**Task material:**

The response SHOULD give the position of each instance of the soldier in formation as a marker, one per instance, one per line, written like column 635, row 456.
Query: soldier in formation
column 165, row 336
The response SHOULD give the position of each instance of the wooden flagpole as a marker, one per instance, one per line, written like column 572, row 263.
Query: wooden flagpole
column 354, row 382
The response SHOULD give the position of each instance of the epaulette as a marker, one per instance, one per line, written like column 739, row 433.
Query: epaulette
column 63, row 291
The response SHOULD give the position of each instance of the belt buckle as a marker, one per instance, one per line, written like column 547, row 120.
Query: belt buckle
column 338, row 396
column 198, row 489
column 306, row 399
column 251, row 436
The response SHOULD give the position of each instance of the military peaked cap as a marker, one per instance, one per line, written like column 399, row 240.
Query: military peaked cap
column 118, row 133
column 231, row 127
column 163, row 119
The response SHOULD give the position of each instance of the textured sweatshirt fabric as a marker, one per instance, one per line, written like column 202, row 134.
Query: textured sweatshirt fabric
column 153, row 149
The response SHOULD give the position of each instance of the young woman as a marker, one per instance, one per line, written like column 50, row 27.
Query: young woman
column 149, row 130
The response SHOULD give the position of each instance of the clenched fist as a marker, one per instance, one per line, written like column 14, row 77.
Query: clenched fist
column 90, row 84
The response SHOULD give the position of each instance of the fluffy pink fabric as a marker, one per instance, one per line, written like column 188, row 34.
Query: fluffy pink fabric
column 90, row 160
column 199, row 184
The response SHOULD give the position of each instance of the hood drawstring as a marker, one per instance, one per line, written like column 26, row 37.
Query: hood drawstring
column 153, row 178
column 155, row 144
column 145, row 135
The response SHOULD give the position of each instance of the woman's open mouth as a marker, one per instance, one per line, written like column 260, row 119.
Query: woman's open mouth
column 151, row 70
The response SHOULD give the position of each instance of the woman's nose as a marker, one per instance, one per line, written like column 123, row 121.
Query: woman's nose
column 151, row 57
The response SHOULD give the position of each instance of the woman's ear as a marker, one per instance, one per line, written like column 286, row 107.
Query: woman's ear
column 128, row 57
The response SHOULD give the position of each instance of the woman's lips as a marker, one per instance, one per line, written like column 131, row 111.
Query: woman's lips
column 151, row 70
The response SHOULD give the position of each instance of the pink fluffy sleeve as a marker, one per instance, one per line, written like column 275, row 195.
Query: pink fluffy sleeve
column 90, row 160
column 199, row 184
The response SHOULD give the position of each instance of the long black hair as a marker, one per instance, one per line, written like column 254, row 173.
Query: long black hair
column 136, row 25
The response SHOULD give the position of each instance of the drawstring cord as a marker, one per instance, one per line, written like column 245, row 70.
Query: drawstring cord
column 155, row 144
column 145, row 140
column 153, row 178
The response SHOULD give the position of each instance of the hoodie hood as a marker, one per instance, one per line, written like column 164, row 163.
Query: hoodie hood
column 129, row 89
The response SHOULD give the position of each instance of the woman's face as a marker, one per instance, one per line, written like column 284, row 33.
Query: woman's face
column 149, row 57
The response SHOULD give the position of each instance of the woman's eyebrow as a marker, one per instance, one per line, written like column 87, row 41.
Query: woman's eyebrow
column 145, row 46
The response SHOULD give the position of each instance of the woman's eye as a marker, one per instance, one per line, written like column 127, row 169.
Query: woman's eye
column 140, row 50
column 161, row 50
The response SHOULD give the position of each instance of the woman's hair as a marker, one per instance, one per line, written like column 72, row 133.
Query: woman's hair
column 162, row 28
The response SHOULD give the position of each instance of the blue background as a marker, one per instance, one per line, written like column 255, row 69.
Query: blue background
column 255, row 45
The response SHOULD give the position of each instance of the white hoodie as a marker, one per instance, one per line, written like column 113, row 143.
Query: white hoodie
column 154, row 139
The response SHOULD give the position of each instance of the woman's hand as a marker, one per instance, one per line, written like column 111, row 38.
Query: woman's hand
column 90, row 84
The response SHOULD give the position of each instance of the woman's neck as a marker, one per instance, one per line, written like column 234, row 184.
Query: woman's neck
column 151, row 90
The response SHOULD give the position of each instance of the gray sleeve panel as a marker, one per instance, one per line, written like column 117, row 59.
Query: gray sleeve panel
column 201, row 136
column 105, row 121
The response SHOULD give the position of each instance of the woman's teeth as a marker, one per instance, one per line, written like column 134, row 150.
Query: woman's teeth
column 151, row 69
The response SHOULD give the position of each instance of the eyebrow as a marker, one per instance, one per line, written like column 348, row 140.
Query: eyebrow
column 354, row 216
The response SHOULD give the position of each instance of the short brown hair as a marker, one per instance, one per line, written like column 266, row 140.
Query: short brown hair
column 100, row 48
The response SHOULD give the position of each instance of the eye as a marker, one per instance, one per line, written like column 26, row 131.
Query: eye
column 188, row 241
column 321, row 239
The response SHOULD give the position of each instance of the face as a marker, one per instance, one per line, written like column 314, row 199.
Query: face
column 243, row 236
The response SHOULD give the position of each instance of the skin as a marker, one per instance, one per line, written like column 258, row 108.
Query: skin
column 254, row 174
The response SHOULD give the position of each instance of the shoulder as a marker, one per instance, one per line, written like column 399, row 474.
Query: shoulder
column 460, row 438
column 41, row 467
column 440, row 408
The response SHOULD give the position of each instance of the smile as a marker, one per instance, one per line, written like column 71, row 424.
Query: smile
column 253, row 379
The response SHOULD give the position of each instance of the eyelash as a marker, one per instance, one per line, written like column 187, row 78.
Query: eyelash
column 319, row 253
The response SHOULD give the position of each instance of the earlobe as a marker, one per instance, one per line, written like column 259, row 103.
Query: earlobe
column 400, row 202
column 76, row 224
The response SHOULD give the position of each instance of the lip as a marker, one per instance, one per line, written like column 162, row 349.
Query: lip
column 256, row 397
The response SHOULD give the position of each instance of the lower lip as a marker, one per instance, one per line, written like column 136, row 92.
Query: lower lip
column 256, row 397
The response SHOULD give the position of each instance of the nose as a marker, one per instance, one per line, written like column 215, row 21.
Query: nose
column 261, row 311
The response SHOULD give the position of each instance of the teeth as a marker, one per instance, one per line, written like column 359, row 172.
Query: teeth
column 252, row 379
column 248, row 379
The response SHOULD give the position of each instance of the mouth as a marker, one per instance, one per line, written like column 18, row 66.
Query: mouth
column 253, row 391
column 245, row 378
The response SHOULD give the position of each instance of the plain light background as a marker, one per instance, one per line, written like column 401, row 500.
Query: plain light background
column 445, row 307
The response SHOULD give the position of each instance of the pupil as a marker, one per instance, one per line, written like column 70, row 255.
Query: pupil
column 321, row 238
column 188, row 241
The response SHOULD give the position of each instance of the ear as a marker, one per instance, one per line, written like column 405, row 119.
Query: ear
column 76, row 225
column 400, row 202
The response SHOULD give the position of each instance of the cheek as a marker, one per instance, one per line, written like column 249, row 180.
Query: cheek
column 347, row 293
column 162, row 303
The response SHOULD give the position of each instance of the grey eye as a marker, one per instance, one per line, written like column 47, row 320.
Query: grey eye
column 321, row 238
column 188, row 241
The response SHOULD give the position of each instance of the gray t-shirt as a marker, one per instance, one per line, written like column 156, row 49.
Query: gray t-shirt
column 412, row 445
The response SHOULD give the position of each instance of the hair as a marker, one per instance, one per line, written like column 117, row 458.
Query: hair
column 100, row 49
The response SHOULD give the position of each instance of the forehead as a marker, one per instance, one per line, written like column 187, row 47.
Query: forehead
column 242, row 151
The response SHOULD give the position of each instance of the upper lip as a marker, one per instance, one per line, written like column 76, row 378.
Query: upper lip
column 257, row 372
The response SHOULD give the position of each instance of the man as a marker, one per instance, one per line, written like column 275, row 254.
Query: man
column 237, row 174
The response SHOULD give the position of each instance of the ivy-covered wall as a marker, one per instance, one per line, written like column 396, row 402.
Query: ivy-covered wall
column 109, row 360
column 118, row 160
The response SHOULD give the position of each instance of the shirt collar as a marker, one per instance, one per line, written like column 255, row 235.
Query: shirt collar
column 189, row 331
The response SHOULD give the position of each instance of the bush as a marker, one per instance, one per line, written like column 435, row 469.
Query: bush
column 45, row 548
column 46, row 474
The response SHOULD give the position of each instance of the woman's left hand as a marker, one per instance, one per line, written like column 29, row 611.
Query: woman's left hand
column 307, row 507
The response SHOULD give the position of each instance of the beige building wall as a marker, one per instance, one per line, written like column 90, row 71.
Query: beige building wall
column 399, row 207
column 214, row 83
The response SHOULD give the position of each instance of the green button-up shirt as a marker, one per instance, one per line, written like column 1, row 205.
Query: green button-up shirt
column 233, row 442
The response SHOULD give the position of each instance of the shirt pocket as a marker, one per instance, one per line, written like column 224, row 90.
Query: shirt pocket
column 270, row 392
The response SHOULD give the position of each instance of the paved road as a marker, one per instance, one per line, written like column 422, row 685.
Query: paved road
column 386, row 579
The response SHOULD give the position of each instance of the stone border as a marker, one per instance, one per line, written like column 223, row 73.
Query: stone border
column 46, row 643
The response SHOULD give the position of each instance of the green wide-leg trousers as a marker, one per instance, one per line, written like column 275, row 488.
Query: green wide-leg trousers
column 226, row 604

**Exercise:** Look above for the line containing "Query: hood drawstring". Output from there through the line containing "87, row 41.", exactly and inclusively.

**Finished task:**
Query: hood drawstring
column 153, row 178
column 155, row 144
column 145, row 135
The response SHOULD give the position of each instance of the woman's open mouth as a marker, one per instance, one per line, written like column 260, row 119.
Query: woman's open mouth
column 151, row 70
The response SHOULD give the position of each instance of the woman's nose as a marker, one per instance, one per line, written like column 123, row 121.
Query: woman's nose
column 151, row 57
The response SHOULD give the position of each instance of the woman's ear as a marker, one per instance, one per line, written like column 286, row 107.
Query: woman's ear
column 128, row 57
The response SHOULD give the position of each instance of the woman's lips as a marker, one per instance, one per line, written like column 131, row 111.
Query: woman's lips
column 151, row 70
The response SHOULD give the position of each instance of the pink fluffy sleeve as a marker, one per instance, one per line, written like column 275, row 195.
Query: pink fluffy sleeve
column 90, row 160
column 199, row 184
The response SHOULD give the position of each instance of the long black hair as a marker, one per instance, one per line, written like column 254, row 173.
Query: long black hair
column 136, row 25
The response SHOULD give the position of each instance of the drawstring cord as a marker, one per instance, one per line, written like column 245, row 70.
Query: drawstring cord
column 155, row 144
column 145, row 140
column 153, row 178
The response SHOULD give the position of each instance of the hoodie hood as a marker, one per instance, one per line, written like column 164, row 163.
Query: hoodie hood
column 129, row 89
The response SHOULD give the position of each instance of the woman's face as a marker, one per instance, one per line, written like column 284, row 33.
Query: woman's face
column 149, row 57
The response SHOULD give the position of each instance of the woman's eyebrow as a marker, one per instance, one per line, written like column 87, row 41.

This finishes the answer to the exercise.